→ WORK TO BE COMPLETED
Copy the data below word for word, reproducing every line without change.

Region labeling data:
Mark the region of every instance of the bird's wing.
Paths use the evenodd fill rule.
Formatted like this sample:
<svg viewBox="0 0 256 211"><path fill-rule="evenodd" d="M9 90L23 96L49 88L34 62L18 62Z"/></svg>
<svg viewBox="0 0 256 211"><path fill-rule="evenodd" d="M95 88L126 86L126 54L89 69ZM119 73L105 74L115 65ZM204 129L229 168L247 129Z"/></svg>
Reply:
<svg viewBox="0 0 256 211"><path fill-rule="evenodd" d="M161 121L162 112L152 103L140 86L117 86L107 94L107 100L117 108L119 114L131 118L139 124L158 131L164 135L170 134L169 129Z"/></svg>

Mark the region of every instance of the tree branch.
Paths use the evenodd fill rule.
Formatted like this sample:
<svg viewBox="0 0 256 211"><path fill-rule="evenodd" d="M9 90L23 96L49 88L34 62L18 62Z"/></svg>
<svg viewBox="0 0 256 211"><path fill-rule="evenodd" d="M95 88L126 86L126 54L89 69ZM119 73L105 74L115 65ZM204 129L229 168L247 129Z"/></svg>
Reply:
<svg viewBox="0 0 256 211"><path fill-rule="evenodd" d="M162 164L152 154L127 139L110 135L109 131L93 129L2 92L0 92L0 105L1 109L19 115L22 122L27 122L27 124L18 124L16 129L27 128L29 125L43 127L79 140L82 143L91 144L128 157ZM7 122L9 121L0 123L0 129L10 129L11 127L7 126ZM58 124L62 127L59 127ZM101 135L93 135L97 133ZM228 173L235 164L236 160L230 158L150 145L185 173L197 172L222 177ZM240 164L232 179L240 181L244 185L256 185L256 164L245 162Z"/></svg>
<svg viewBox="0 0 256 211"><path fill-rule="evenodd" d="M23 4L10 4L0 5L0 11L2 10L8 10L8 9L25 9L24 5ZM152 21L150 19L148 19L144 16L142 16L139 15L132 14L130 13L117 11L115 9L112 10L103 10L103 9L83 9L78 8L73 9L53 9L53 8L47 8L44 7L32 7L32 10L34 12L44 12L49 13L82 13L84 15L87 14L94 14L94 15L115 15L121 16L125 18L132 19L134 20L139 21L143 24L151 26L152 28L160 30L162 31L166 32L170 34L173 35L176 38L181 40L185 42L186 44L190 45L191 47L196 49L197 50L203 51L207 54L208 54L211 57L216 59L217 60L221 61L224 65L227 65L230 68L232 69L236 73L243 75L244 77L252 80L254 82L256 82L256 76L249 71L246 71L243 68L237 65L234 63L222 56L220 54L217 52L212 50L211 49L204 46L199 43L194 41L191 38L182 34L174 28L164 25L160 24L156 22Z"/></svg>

→ THE RESULT
Mark the region of every instance of the bird's wing.
Paths use the evenodd fill rule.
Formatted like this sample:
<svg viewBox="0 0 256 211"><path fill-rule="evenodd" d="M9 90L23 96L49 88L34 62L18 62Z"/></svg>
<svg viewBox="0 0 256 211"><path fill-rule="evenodd" d="M95 88L126 86L126 54L89 69ZM119 73L105 74L115 65ZM204 129L229 168L247 129Z"/></svg>
Reply:
<svg viewBox="0 0 256 211"><path fill-rule="evenodd" d="M161 121L162 112L152 103L140 86L117 86L107 94L107 100L117 108L119 114L131 118L139 124L158 131L164 135L170 134L169 129Z"/></svg>

Mark the region of every instance of the tree branch.
Paths use the evenodd fill rule.
Formatted like this sample:
<svg viewBox="0 0 256 211"><path fill-rule="evenodd" d="M9 90L23 96L49 88L34 62L18 62Z"/></svg>
<svg viewBox="0 0 256 211"><path fill-rule="evenodd" d="M95 88L126 86L126 54L89 69ZM119 73L105 74L115 65ZM204 129L229 168L247 129Z"/></svg>
Reply:
<svg viewBox="0 0 256 211"><path fill-rule="evenodd" d="M162 164L152 154L127 139L110 135L109 131L93 129L2 92L0 92L0 105L1 109L19 115L22 122L27 122L27 124L18 124L16 129L27 128L29 125L43 127L79 140L82 143L91 144L128 157ZM7 122L9 121L0 123L0 129L10 129L11 127L7 126ZM58 124L62 127L59 127ZM101 135L93 135L97 133ZM228 173L235 164L236 160L230 158L150 145L185 173L197 172L222 177ZM240 164L232 179L240 181L244 185L256 185L256 164L245 162Z"/></svg>
<svg viewBox="0 0 256 211"><path fill-rule="evenodd" d="M23 4L10 4L0 5L0 11L2 10L8 10L8 9L25 9L24 5ZM152 21L150 19L148 19L144 16L142 16L139 15L132 14L130 13L117 11L115 9L112 10L103 10L103 9L83 9L78 8L73 9L53 9L53 8L47 8L44 7L32 7L32 10L34 12L44 12L49 13L82 13L84 15L87 14L94 14L94 15L115 15L121 16L125 18L132 19L134 20L139 21L143 24L151 26L152 28L160 30L162 31L166 32L170 34L173 35L176 38L181 40L185 42L186 44L190 45L191 47L196 49L197 50L203 51L207 54L208 54L211 57L216 59L217 60L221 61L224 65L227 65L230 68L232 69L236 73L243 75L244 77L252 80L254 82L256 82L256 76L249 71L246 71L243 68L237 65L234 63L222 56L220 54L217 52L212 50L211 49L204 46L199 43L194 41L191 38L182 34L174 28L164 25L160 24L156 22Z"/></svg>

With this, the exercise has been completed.